- What is needed
Look through the records that follow and state how many lines hold the word "backpack", without adding anything.

Records from a data source:
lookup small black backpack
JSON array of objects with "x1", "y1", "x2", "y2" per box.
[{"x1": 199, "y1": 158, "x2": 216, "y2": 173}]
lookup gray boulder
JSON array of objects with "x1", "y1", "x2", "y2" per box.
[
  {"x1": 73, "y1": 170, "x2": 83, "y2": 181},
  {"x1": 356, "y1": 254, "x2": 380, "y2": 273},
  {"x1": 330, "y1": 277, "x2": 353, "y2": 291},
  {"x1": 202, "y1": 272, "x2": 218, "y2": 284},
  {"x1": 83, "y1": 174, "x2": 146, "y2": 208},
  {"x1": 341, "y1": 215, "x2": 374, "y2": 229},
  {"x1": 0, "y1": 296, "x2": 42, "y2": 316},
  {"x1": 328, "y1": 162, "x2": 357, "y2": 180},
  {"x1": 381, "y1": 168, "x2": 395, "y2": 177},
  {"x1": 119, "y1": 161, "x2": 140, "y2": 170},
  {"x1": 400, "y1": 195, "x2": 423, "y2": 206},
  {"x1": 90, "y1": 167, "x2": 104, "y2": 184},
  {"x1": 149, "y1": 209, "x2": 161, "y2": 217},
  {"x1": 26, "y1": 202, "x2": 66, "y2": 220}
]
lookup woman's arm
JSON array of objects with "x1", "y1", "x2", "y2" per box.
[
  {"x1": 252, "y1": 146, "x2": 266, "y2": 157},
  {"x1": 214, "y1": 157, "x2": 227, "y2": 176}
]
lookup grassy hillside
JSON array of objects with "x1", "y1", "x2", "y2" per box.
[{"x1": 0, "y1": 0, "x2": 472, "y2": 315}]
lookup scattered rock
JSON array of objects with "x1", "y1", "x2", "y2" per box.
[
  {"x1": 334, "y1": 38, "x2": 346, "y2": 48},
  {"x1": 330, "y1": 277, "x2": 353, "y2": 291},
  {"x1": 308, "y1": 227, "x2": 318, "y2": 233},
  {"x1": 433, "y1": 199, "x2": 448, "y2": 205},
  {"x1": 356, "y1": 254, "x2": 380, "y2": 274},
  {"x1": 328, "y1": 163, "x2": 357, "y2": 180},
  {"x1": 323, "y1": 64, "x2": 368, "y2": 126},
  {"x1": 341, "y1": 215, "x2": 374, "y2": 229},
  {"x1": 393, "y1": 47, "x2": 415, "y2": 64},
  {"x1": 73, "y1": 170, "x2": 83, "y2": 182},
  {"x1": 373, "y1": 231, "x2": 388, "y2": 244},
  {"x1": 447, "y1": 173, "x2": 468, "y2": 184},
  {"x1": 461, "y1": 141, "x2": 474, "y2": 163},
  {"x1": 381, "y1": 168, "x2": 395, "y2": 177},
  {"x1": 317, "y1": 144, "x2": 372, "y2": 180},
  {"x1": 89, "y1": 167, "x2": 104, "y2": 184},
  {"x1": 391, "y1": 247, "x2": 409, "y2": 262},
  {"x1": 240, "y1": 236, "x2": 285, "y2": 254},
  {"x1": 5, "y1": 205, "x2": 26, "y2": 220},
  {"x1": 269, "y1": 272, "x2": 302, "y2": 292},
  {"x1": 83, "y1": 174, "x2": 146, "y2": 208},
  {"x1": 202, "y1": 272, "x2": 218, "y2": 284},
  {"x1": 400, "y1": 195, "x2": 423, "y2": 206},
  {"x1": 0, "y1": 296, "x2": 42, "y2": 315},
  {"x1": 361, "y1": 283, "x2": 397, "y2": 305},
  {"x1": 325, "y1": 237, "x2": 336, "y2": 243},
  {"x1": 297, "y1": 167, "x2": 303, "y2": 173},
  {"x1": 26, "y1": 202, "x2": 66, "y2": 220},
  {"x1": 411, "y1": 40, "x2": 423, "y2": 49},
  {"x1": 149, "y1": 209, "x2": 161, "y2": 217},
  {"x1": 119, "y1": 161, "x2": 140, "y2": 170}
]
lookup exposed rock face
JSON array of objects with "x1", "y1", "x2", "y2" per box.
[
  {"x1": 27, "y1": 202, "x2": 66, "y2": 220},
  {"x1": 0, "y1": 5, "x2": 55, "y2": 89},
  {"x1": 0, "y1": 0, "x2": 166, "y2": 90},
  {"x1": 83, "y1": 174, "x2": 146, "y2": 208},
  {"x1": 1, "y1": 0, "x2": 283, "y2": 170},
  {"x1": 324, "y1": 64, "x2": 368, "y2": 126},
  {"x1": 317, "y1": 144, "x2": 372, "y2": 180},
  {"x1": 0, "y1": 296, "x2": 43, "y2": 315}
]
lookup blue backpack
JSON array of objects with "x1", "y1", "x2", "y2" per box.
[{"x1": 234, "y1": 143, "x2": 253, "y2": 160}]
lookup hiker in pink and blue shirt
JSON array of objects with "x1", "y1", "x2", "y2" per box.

- Answer section
2